[Excerpts from a location annotation dataset]:
^^^^
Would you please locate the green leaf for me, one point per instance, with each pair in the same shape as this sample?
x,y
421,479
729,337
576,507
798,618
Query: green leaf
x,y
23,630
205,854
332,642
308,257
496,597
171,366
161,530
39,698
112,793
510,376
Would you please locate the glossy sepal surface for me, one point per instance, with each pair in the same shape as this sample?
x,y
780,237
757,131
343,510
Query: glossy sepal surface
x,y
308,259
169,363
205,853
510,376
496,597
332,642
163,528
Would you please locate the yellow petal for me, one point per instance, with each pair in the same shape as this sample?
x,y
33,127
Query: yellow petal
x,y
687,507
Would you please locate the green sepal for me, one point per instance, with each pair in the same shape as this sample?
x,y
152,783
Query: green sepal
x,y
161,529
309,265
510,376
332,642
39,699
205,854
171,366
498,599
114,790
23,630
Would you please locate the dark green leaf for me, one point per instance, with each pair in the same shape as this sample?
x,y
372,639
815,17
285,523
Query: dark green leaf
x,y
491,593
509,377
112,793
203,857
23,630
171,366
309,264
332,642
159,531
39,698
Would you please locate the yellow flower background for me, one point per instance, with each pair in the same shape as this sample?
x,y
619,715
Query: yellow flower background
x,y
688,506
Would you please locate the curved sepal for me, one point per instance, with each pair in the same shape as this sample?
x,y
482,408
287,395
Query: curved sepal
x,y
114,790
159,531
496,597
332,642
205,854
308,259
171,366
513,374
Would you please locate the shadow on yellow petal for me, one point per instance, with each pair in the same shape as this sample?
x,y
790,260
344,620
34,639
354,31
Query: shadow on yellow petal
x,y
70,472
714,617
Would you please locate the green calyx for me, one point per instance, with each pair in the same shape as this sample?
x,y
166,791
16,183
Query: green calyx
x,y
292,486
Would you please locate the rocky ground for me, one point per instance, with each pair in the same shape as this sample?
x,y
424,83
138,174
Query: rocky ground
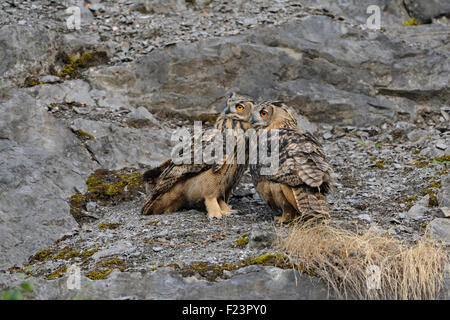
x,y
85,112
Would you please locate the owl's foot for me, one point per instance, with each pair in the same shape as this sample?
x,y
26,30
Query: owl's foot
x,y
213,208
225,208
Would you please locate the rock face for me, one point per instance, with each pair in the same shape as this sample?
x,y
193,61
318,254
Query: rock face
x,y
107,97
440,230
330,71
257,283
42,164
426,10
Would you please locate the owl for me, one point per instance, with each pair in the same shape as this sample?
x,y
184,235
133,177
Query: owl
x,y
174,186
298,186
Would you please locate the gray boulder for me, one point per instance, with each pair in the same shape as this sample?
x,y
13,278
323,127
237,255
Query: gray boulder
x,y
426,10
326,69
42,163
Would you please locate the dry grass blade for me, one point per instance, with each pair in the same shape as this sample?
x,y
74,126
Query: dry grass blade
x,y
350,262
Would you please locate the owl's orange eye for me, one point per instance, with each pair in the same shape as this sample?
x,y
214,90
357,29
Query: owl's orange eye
^^^^
Reproduce every one of the records above line for line, leaving out the pictures.

[Solution to this task]:
Would you please locate the green leaf for me, one point per instance, with each pair in the same shape as this sample?
x,y
421,479
729,337
576,507
798,618
Query: green leaf
x,y
23,630
205,854
332,642
308,257
496,597
171,366
161,530
39,698
112,793
510,376
Would you please locate the glossy sepal surface for me, one point per instance, with each pair in the same shape as this sample?
x,y
780,237
757,131
343,510
Query: glossy sepal surface
x,y
308,259
169,363
205,853
510,376
496,597
332,642
163,528
Would you please locate the yellow petal for me, one point per instance, with each pair in the same shape as this sample?
x,y
33,127
Query: yellow petal
x,y
687,507
Would you please locate the green sepal for me, one point per instance, with each pair in the same shape as this sample?
x,y
152,783
Query: green sepal
x,y
161,529
309,265
510,376
332,642
39,699
205,854
171,366
498,599
114,790
23,630
Would you please locate the dark green leaf for me, one point per instance, with each pair in the same shape as this sample?
x,y
372,639
815,17
285,523
Query: dark green leaf
x,y
491,593
509,377
112,793
203,857
23,630
171,366
309,264
332,642
159,531
39,698
Would you please locate the yellow flower background for me, one point per instance, with each pair in the same shape as this sample?
x,y
619,715
Query: yellow flower background
x,y
688,506
Would you please locate the curved sepal for me, one point per instance, with each pair in the same shape as this sample?
x,y
482,408
287,395
Query: curved sepal
x,y
114,790
159,531
496,597
332,642
205,854
308,259
171,366
513,374
Would you please locate the shadow on yellow petal for me, one point per instance, with each pair in the same shape as this sample?
x,y
790,260
344,620
34,639
354,31
Query: shadow on yellow petal
x,y
70,472
714,617
Would you please locate the green calyx for me, one point per instance, with each pair in the same shape as this sample?
x,y
166,791
16,183
Query: green calyx
x,y
292,486
Would you please locate the rocky ground for me, one point per instance, with each pair in the same shape as this sample?
x,y
424,83
138,174
Query: rocky ground
x,y
85,112
Would you please locate the owl's foot for me, one point per instance, with each pair in the same shape as this sample?
x,y
26,30
Query: owl's foot
x,y
213,208
225,208
Would you please locate the rock face for me, one point per instance, with each pair in the same shape as this sample?
x,y
193,61
318,254
Query: rock face
x,y
107,97
440,230
330,71
257,283
42,164
426,10
Would you please locate the owl for me, one point per instance, with each pair in the same shape as this sample?
x,y
184,235
133,177
Query: owl
x,y
174,186
298,186
Would you please locate the gray boulder for me, one point per instance, with each pair in the same shape as this sample?
x,y
13,278
323,127
237,255
Query: gray boulder
x,y
426,10
326,69
42,163
Would you please locate the dry grass blade for me, one point per instance, with each pair in the same shape as this sample?
x,y
74,126
Query: dry grass blade
x,y
350,262
Would you please locate the owl's orange eye for me, one point per instance, with each pair in the same shape as this sample?
x,y
214,90
357,29
Query: owl's orange eye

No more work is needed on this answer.